___ TASK DATA
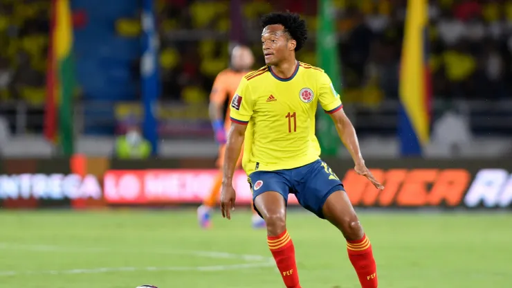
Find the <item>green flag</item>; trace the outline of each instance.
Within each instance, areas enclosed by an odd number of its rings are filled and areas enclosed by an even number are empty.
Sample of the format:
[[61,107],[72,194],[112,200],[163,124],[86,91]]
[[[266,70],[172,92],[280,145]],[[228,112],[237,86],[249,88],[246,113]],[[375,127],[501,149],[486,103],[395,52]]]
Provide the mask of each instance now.
[[[324,69],[332,81],[334,89],[341,96],[341,73],[338,56],[338,40],[335,30],[334,9],[331,0],[318,1],[318,26],[317,31],[316,58],[318,66]],[[322,154],[334,156],[340,147],[340,138],[331,117],[318,113],[317,138]]]

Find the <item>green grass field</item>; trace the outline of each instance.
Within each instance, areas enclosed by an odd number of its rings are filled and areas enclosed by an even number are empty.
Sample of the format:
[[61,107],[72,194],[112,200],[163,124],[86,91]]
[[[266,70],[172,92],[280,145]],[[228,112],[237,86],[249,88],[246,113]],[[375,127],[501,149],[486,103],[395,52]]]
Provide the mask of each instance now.
[[[194,210],[0,212],[0,287],[282,287],[247,211],[202,231]],[[510,287],[512,214],[360,213],[380,287]],[[305,288],[359,287],[341,234],[291,213]]]

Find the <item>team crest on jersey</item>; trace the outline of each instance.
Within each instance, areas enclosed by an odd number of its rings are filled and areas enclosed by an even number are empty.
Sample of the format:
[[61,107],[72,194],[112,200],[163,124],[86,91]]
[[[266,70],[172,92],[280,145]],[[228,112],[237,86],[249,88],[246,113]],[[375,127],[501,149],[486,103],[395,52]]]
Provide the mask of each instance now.
[[299,97],[300,97],[300,100],[302,100],[304,103],[309,103],[313,100],[313,90],[310,89],[309,88],[302,88],[302,90],[300,90],[300,92],[299,93]]
[[233,100],[231,100],[231,107],[236,109],[237,110],[239,110],[241,105],[241,96],[238,94],[235,94],[235,96],[233,96]]
[[258,180],[256,181],[256,183],[254,184],[254,190],[258,190],[263,186],[263,181],[261,180]]

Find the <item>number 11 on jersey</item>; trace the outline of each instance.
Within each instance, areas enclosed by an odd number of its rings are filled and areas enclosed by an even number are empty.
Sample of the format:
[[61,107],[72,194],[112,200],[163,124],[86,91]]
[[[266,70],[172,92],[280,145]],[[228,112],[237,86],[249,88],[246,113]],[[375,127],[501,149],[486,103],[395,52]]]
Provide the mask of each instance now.
[[291,112],[288,112],[284,118],[288,118],[288,133],[291,133],[291,118],[293,118],[293,132],[297,132],[297,116],[295,112],[292,114]]

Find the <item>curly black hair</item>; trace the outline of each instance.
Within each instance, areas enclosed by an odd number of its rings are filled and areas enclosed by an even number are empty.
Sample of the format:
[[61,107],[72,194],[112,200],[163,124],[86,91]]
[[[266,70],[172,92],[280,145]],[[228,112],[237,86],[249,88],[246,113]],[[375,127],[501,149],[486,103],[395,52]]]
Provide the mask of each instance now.
[[264,29],[268,25],[275,24],[282,25],[284,31],[291,39],[297,42],[295,51],[298,51],[304,46],[308,39],[308,30],[306,28],[306,21],[300,19],[298,14],[286,11],[268,13],[262,17],[262,28]]

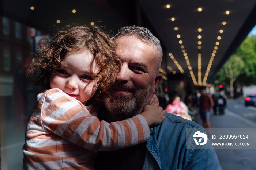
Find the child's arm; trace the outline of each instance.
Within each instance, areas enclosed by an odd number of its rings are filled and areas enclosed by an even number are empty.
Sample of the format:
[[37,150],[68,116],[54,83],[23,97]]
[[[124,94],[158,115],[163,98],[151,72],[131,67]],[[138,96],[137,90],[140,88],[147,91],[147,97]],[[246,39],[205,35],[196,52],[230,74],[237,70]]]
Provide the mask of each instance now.
[[44,98],[43,128],[86,149],[111,151],[149,139],[148,123],[140,115],[108,123],[92,116],[82,103],[58,89],[50,90]]
[[166,111],[163,110],[163,108],[156,103],[152,105],[145,106],[140,114],[144,117],[150,126],[161,123],[165,119],[166,113]]

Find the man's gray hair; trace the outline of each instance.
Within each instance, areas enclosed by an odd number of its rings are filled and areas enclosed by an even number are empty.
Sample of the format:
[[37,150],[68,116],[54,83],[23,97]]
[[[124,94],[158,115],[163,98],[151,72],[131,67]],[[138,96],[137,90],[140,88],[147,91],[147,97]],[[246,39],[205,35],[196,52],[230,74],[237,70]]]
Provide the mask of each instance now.
[[153,44],[155,48],[157,60],[155,67],[155,71],[156,77],[157,75],[159,73],[159,69],[163,58],[163,51],[160,41],[153,35],[149,30],[135,26],[123,27],[119,30],[116,35],[112,38],[112,40],[114,41],[117,38],[121,36],[132,35],[137,36],[143,41]]

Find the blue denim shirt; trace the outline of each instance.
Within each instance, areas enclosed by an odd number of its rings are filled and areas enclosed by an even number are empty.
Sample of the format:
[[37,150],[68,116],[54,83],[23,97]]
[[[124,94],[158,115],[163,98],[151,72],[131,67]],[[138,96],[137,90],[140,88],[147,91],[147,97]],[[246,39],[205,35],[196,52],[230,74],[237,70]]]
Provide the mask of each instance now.
[[[104,120],[105,108],[95,108],[99,119]],[[206,134],[204,129],[180,116],[169,113],[165,115],[162,123],[150,127],[143,170],[222,170],[210,141],[199,146],[192,139],[198,131]],[[190,130],[189,140],[186,140],[186,129]]]
[[197,131],[206,134],[204,129],[179,116],[166,116],[161,124],[150,128],[143,170],[222,169],[210,140],[198,146],[193,140]]

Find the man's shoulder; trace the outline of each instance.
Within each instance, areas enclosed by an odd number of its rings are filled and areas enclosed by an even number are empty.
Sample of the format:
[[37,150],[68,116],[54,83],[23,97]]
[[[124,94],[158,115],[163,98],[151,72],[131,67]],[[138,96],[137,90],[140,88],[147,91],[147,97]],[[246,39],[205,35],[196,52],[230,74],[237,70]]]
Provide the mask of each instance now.
[[162,124],[168,127],[177,126],[185,128],[202,128],[202,127],[196,123],[183,119],[180,116],[167,113],[165,115],[166,118]]

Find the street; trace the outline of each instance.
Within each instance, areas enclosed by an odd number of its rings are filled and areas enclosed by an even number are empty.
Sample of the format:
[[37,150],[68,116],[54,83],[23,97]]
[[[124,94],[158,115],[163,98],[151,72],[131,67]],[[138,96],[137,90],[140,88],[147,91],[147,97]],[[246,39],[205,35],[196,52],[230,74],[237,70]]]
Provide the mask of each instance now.
[[[230,100],[223,115],[211,115],[212,128],[255,128],[256,108],[246,107],[244,100]],[[202,122],[198,122],[202,125]],[[256,149],[256,148],[255,148]],[[215,149],[223,170],[256,170],[256,149]]]

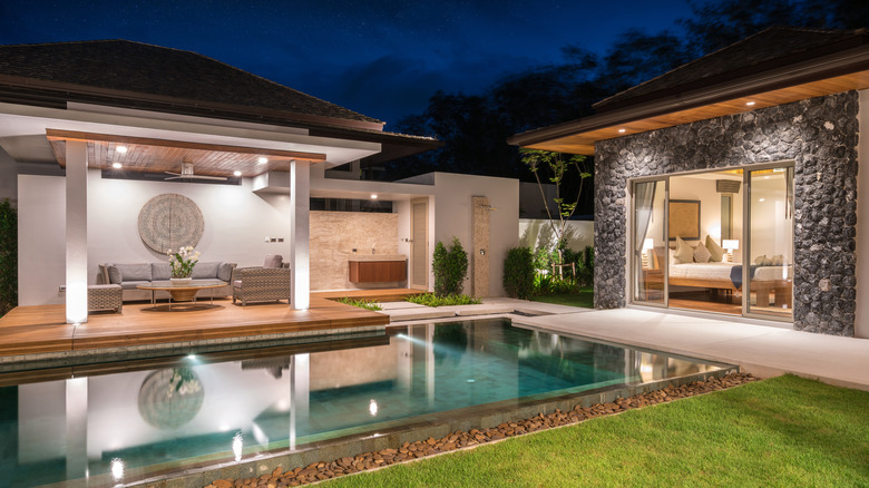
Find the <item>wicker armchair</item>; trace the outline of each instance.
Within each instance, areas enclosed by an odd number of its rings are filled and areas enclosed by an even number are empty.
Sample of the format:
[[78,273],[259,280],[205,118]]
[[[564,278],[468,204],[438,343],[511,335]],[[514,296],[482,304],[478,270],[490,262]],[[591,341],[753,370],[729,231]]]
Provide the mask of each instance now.
[[236,267],[233,270],[233,303],[286,300],[290,303],[289,267]]

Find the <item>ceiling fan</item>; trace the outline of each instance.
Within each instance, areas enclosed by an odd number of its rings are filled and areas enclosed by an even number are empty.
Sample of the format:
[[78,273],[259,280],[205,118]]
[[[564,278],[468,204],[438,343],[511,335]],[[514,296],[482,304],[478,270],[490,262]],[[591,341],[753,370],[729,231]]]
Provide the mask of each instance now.
[[166,174],[172,175],[168,178],[164,178],[167,182],[170,179],[216,179],[218,182],[225,182],[227,179],[225,176],[196,175],[193,173],[193,163],[186,160],[182,162],[180,173],[166,172]]

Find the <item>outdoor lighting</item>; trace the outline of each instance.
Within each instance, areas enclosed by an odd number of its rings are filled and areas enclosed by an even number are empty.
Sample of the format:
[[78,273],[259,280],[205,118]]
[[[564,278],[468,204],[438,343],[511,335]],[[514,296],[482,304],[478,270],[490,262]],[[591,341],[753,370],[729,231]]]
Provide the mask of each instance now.
[[120,458],[113,459],[109,465],[109,470],[111,470],[111,477],[115,481],[124,479],[124,460]]
[[242,460],[243,448],[244,448],[244,436],[242,436],[242,432],[237,432],[235,436],[233,436],[233,453],[235,455],[236,461]]
[[646,238],[643,241],[643,267],[646,270],[648,269],[648,258],[652,253],[652,248],[655,247],[655,241],[652,240],[652,237]]
[[725,238],[721,242],[721,246],[728,250],[728,262],[733,262],[733,251],[740,248],[740,242],[735,238]]

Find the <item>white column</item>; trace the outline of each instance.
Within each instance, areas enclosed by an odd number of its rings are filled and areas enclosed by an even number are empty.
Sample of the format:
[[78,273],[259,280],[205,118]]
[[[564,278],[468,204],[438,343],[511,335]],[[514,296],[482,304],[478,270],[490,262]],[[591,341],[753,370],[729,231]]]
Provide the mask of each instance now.
[[290,230],[290,266],[293,270],[293,309],[307,310],[311,303],[309,263],[311,211],[311,166],[307,162],[290,163],[290,207],[293,227]]
[[88,149],[67,140],[67,323],[88,321]]

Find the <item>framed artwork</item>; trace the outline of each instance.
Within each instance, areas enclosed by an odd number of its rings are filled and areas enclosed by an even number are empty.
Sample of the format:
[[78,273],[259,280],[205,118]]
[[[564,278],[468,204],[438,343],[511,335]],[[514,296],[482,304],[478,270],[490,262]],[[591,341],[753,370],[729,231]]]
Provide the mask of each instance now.
[[700,201],[670,201],[670,240],[700,240]]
______
§ TASK DIRECTIONS:
Can you rewrite the lines starting at the one containing "Find the <item>outdoor" and ending at the end of the records, changing "trace the outline" to "draw the outline" and leaving everything else unchanged?

§ RESULT OF THE EXERCISE:
Find the <item>outdoor lighting</item>; draw the outline of each instance.
Within each instance, areas enclosed by an odd number of its rings are filled and areas enclosed by an even number are empty.
Sample of the format:
[[78,273],[259,280],[205,118]]
[[[564,278],[468,204],[438,343],[511,335]],[[514,296],[482,304],[478,270],[490,262]],[[591,341],[753,370],[729,231]]]
Provide the mask of each instance now.
[[120,458],[113,459],[109,465],[109,470],[111,470],[111,477],[115,481],[124,479],[124,460]]
[[242,460],[243,448],[244,448],[244,436],[242,436],[242,432],[237,432],[235,436],[233,436],[233,453],[235,455],[236,461]]
[[646,238],[643,241],[643,267],[646,270],[648,269],[648,258],[652,253],[652,248],[655,247],[655,241],[652,240],[652,237]]
[[725,238],[721,242],[721,246],[728,250],[728,262],[733,262],[733,251],[740,248],[740,242],[735,238]]

Find the <item>white column</item>; draw the outline of each instance.
Within each instance, areas enclosed by an odd number of its rings are filled and areas enclosed by an even number are empty.
Sample of the format:
[[78,273],[259,280],[205,118]]
[[[564,278],[468,204],[438,343],[511,335]],[[514,296],[482,304],[478,270],[490,262]],[[591,341],[753,370],[729,231]]]
Provide the mask of each instance now.
[[290,230],[290,266],[293,270],[293,309],[307,310],[311,303],[309,263],[311,211],[311,166],[307,162],[290,163],[290,207],[293,227]]
[[88,149],[67,140],[67,323],[88,321]]

Find the <item>framed artwork</item>; draw the outline of each instance.
Within each instance, areas enclosed by an odd number of its rings are filled and areas enclosed by an even number are empty.
Sample of the format:
[[78,273],[259,280],[205,118]]
[[[564,278],[468,204],[438,343],[511,335]],[[514,296],[482,304],[478,270],[490,262]],[[591,341],[753,370],[729,231]]]
Provide the mask of each instance now.
[[700,201],[670,201],[670,240],[700,240]]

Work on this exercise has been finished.